STATED PROBLEM 1: According to the article, why should an EO adopt a 457(b) Plan rather than rely on a 457(f) Plan alone? Answer in one to three sentences.
STATED PROBLEM 2: Quote the article word for word, starting with "The fact that" and going on through "have a 457(f) Plan.".
--- ARTICLE ---
Take It to the Limit

There is also a dollar limit on the amount that can be credited to an employee for a year under a 457(b) Plan regardless of whether it is from employee salary reduction elective deferrals or from nonelective employer contributions. Currently, that amount is $22,500 for 2023, but the limit is adjusted upward for inflation, similar to the limit on 401(k) deferrals. Some EOs wish to provide executives with deferred compensation above the annual limit allowed under a 457(b) Plan. For example, the contribution limit may not be enough to provide sufficient replacement retirement income for a well-paid executive. In such case, a 457(f) Plan can be used to supplement the 457(b) Plan. Compensation deferred into an EO 457(b) Plan will only be taxed to the executive when paid or otherwise made available. However, Section 457(f) provides that compensation deferred under a plan not meeting the requirements of Section 457(b) will be taxed to the participant on the later of when the legal right to such compensation arises or when such right is no longer subject to a substantial risk of forfeiture (or vested). A plan that permits deferred compensation in excess of the annual limit for a 457(b) Plan would be an ineligible plan subject to Section 457(f). 

The fact that an employee can be fully vested in contributions to a 457(b) Plan and not pay income tax until actually receiving the deferred compensation makes the tax consequences of the 457(b) Plan better than that of a 457(f) Plan. Therefore, a 457(b) Plan should always be adopted to provide these better tax consequences up to the annual limit. The executive could participate in the 457(b) Plan up to its limit on deferrals and participate in a 457(f) Plan for amounts above the annual limit. In designing a deferred compensation plan, an EO must decide whether to have just a 457(b) Plan or also a 457(f) Plan. However, it is highly recommended that an EO never establish a 457(f) Plan alone without establishing a 457(b) Plan first to defer the annual limit. That is, an EO could maintain a 457(b) Plan alone but should not only have a 457(f) Plan.
--- DATA PROVIDED ---
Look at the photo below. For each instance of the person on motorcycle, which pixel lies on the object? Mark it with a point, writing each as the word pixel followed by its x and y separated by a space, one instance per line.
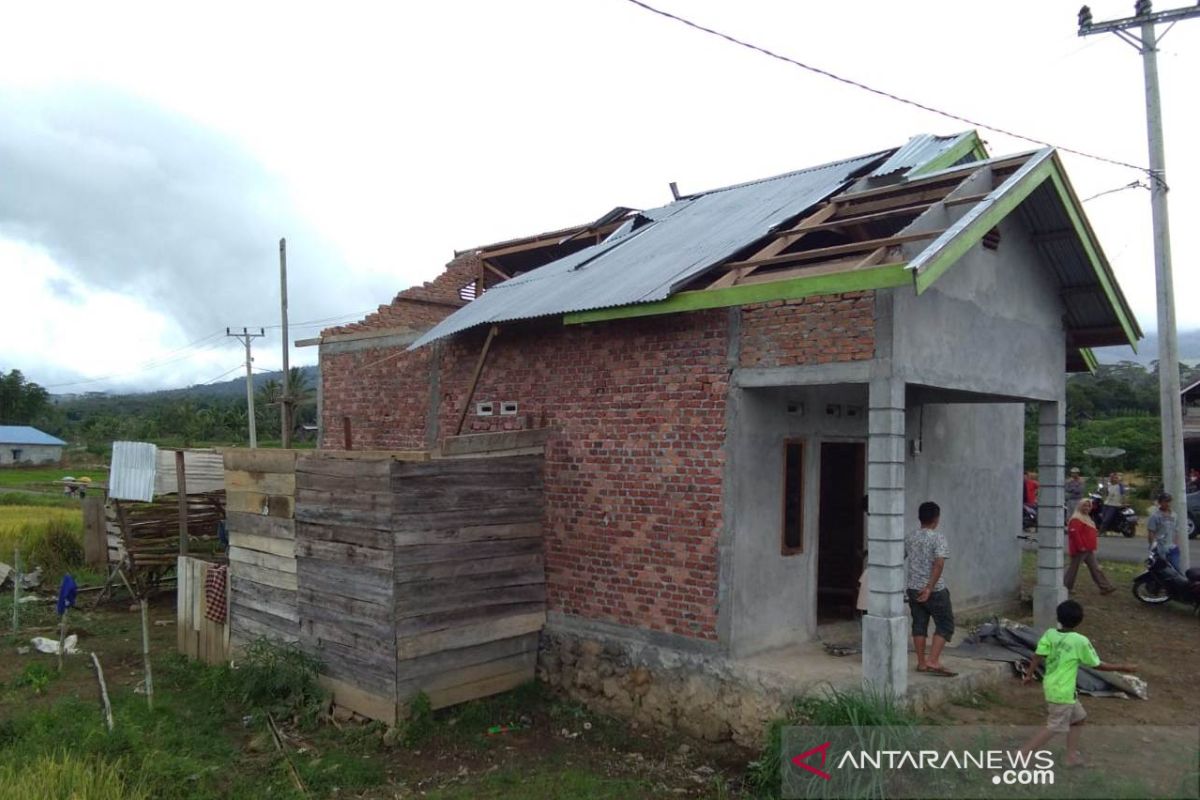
---
COMPLETE ANSWER 1: Under a 457(b) Plan, an employee can be fully vested in contributions and still owe no income tax until the deferred compensation is actually paid or made available. Under a 457(f) Plan, compensation is taxed once the legal right to it arises or it is no longer subject to a substantial risk of forfeiture, whichever is later. Because the 457(b) Plan's tax consequences are better, the article says it should always be used up to the annual limit.

COMPLETE ANSWER 2:
The fact that an employee can be fully vested in contributions to a 457(b) Plan and not pay income tax until actually receiving the deferred compensation makes the tax consequences of the 457(b) Plan better than that of a 457(f) Plan. Therefore, a 457(b) Plan should always be adopted to provide these better tax consequences up to the annual limit. The executive could participate in the 457(b) Plan up to its limit on deferrals and participate in a 457(f) Plan for amounts above the annual limit. In designing a deferred compensation plan, an EO must decide whether to have just a 457(b) Plan or also a 457(f) Plan. However, it is highly recommended that an EO never establish a 457(f) Plan alone without establishing a 457(b) Plan first to defer the annual limit. That is, an EO could maintain a 457(b) Plan alone but should not only have a 457(f) Plan.